(Spatial localization data)
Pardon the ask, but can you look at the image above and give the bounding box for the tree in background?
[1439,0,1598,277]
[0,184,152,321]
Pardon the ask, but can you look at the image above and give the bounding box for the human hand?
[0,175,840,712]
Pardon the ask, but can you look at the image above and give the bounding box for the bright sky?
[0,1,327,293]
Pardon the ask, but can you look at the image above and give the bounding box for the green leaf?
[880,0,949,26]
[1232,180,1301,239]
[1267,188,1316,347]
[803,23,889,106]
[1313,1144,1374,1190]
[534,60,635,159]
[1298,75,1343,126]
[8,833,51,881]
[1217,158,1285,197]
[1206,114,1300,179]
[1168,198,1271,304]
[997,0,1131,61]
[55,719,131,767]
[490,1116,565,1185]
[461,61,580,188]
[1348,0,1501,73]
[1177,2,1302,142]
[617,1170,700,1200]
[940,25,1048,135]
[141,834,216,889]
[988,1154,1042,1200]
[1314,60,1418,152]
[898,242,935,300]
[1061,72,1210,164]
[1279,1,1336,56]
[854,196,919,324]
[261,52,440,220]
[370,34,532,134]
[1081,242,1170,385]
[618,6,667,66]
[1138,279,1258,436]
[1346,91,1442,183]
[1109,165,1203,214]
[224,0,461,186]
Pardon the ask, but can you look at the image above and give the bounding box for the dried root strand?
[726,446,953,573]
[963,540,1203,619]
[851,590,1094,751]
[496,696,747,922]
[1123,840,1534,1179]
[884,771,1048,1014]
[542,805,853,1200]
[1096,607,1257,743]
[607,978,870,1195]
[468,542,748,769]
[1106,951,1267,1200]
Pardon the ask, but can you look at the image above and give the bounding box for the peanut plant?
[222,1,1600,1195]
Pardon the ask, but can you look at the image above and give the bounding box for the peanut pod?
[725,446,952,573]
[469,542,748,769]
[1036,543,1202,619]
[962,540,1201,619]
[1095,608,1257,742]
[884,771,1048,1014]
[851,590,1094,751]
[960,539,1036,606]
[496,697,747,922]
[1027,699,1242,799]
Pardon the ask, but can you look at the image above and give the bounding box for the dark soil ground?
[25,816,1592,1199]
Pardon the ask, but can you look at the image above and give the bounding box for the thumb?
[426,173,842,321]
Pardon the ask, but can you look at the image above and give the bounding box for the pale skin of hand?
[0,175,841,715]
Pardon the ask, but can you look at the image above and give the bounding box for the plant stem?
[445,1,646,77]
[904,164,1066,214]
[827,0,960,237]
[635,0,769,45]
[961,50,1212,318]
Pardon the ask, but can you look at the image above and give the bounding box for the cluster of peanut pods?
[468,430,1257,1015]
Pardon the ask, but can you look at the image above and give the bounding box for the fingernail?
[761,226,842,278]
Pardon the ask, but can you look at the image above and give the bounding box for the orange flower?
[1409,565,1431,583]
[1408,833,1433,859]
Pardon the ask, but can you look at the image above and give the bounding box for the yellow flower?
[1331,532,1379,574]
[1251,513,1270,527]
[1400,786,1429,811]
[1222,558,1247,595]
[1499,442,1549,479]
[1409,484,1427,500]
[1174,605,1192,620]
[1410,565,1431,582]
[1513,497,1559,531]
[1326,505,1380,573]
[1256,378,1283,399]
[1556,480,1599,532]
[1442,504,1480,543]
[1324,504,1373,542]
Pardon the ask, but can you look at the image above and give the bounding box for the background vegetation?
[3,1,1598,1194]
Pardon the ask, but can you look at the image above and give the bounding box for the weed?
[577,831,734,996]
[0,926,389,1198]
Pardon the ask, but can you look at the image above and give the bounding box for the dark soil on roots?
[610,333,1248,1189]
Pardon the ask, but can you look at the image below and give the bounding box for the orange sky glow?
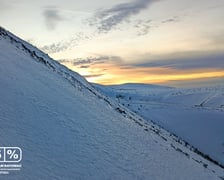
[62,62,224,85]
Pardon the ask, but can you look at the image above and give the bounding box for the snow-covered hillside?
[94,83,224,167]
[0,27,223,179]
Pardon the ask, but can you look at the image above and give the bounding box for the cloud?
[41,42,68,53]
[59,55,123,66]
[133,16,180,36]
[80,65,90,69]
[72,57,105,66]
[134,19,152,36]
[56,59,70,64]
[73,56,122,66]
[43,8,65,30]
[84,74,104,78]
[88,0,157,33]
[134,52,224,70]
[40,32,90,53]
[161,16,180,24]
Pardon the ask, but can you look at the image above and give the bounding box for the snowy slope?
[0,27,223,179]
[94,83,224,167]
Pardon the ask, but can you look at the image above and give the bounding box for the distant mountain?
[105,83,173,89]
[0,27,223,179]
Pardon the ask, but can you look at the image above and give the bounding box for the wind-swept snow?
[0,27,223,179]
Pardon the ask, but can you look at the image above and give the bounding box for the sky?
[1,0,224,87]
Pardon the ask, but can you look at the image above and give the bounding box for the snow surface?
[0,27,223,179]
[94,83,224,167]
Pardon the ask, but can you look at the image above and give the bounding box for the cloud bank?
[134,52,224,70]
[88,0,157,33]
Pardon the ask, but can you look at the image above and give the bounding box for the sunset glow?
[1,0,224,87]
[63,61,224,85]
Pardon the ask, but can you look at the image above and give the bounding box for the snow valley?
[94,83,224,167]
[0,27,223,179]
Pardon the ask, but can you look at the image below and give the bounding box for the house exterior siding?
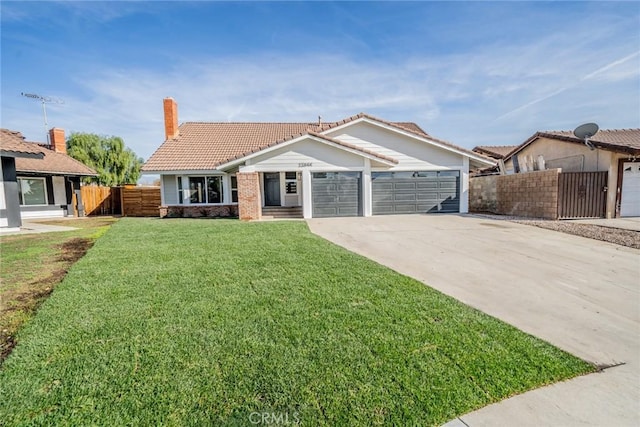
[326,121,464,170]
[162,175,178,205]
[245,139,367,172]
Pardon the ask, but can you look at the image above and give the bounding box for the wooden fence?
[121,186,162,217]
[80,185,160,217]
[81,186,122,215]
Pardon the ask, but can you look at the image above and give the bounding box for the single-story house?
[501,129,640,218]
[142,98,495,220]
[0,128,97,230]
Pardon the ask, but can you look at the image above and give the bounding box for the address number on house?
[298,162,312,167]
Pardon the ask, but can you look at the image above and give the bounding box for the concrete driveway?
[307,214,640,426]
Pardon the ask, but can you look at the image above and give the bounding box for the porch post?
[237,172,262,221]
[302,170,312,219]
[460,157,469,214]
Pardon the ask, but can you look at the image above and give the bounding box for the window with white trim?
[187,176,224,204]
[18,177,48,205]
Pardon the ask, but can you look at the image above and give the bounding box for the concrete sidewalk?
[0,220,77,235]
[308,214,639,427]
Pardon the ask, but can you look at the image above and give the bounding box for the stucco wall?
[505,137,612,173]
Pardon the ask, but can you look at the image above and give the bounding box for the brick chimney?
[163,97,179,140]
[49,128,66,154]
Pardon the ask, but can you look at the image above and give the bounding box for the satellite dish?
[573,122,598,151]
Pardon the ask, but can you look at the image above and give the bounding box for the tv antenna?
[573,122,599,151]
[21,92,65,143]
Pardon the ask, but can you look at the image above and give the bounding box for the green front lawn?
[0,217,118,361]
[0,218,593,426]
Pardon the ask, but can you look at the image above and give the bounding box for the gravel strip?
[470,213,640,249]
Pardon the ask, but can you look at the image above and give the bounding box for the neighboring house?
[472,145,519,160]
[1,133,45,231]
[501,129,640,218]
[0,128,97,227]
[142,98,495,220]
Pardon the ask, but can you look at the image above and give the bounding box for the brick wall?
[159,205,238,218]
[469,175,497,213]
[470,169,560,219]
[237,172,261,221]
[497,169,560,219]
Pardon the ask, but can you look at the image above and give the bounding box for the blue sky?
[2,1,639,170]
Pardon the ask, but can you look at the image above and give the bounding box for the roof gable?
[322,114,495,167]
[142,116,431,172]
[218,131,398,169]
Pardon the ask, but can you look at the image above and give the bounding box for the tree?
[67,133,144,186]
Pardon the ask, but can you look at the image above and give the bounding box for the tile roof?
[0,129,96,176]
[472,145,519,159]
[0,129,45,157]
[143,114,493,172]
[15,149,98,176]
[505,128,640,160]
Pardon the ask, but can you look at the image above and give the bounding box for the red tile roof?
[0,129,45,157]
[143,114,492,172]
[1,129,96,176]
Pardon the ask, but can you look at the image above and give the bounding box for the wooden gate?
[557,172,607,219]
[81,186,122,216]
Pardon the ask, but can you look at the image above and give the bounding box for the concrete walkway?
[0,219,77,235]
[307,214,639,427]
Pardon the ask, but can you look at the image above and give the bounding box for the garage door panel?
[374,182,394,191]
[393,204,420,213]
[394,193,418,202]
[394,182,417,190]
[416,181,439,190]
[312,172,361,218]
[372,171,459,215]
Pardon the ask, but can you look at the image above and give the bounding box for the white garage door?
[620,162,640,217]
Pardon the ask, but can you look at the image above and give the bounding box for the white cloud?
[2,10,638,163]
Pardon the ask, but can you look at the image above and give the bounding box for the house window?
[177,177,183,203]
[18,177,47,205]
[189,177,205,203]
[285,171,298,195]
[207,176,222,204]
[187,176,224,204]
[230,175,238,203]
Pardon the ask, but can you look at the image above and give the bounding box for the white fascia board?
[324,117,496,167]
[142,169,225,175]
[217,134,396,170]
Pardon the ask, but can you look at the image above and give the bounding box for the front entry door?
[264,173,281,206]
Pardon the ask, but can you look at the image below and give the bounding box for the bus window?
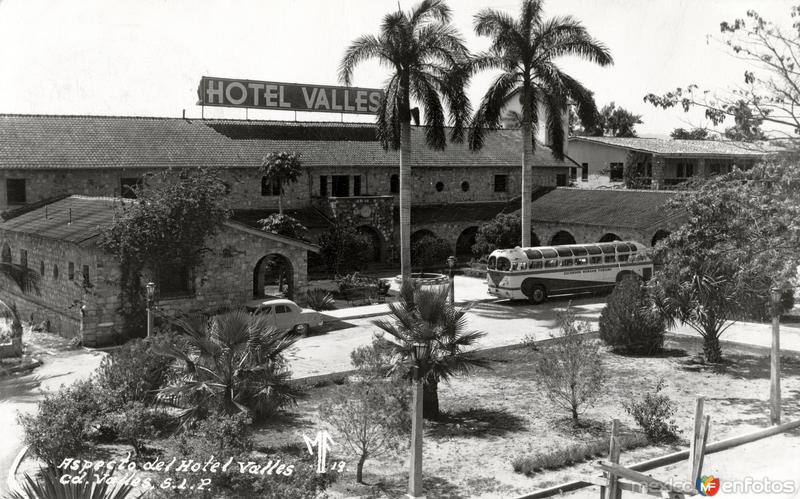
[561,259,573,267]
[524,249,543,260]
[618,254,629,262]
[572,246,588,256]
[530,261,543,269]
[511,262,518,270]
[519,262,528,270]
[590,256,602,264]
[605,255,617,263]
[575,257,588,265]
[544,259,559,268]
[497,257,511,271]
[488,256,496,269]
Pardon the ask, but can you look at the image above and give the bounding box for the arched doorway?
[530,231,541,247]
[455,226,479,259]
[356,225,383,263]
[550,230,576,246]
[1,243,10,263]
[651,229,671,247]
[253,254,294,300]
[599,233,622,242]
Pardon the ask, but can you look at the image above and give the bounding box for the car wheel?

* _Task to carry out_
Your task is to transcribe, exactly and without additions, every line from the one that contains "garage door panel?" to the end of the entries above, both included. Omit all pictures.

* _Exercise output_
Pardon the ask, but can you look at the image above and give the bounding box for the garage door panel?
[374,182,394,191]
[393,204,420,213]
[394,193,418,202]
[394,182,417,190]
[416,181,439,190]
[312,172,361,218]
[372,171,459,215]
Pardon the ask, but can you look at the image above and give the bounding box for the white garage door?
[620,162,640,217]
Pardon the ask, but can you look at the image above and give the bounding box for the white cloud?
[2,10,638,163]
Pardon the ask, but can you look at the image above and give the bounding box for the house window?
[177,177,183,203]
[18,177,47,205]
[189,177,205,203]
[285,171,298,195]
[207,176,222,204]
[187,176,224,204]
[230,175,238,203]
Pardon the ask, but can you look at the image above and give the bounding box for the white fascia board?
[324,117,496,167]
[142,169,225,175]
[217,134,396,170]
Pardon the ask, but can you look at the image above and give the bounding box for the front entry door?
[264,173,281,206]
Pardon the ask, but can you look at the image below and give the bounding box for the bus window?
[561,259,573,267]
[524,249,543,260]
[618,254,629,262]
[572,246,588,256]
[530,261,543,269]
[511,262,518,270]
[519,262,528,270]
[590,256,602,264]
[605,255,617,263]
[575,257,588,265]
[544,259,559,268]
[497,257,511,271]
[488,256,496,269]
Pardon the ask, but can you look at the image above and give the bounding box for the arched doorway?
[530,231,541,247]
[455,226,479,259]
[356,225,383,263]
[550,230,576,246]
[1,243,10,263]
[651,229,671,247]
[253,254,294,300]
[599,233,622,242]
Pardon the ask, but can you look at the image above and give the bounding box for the car wheel?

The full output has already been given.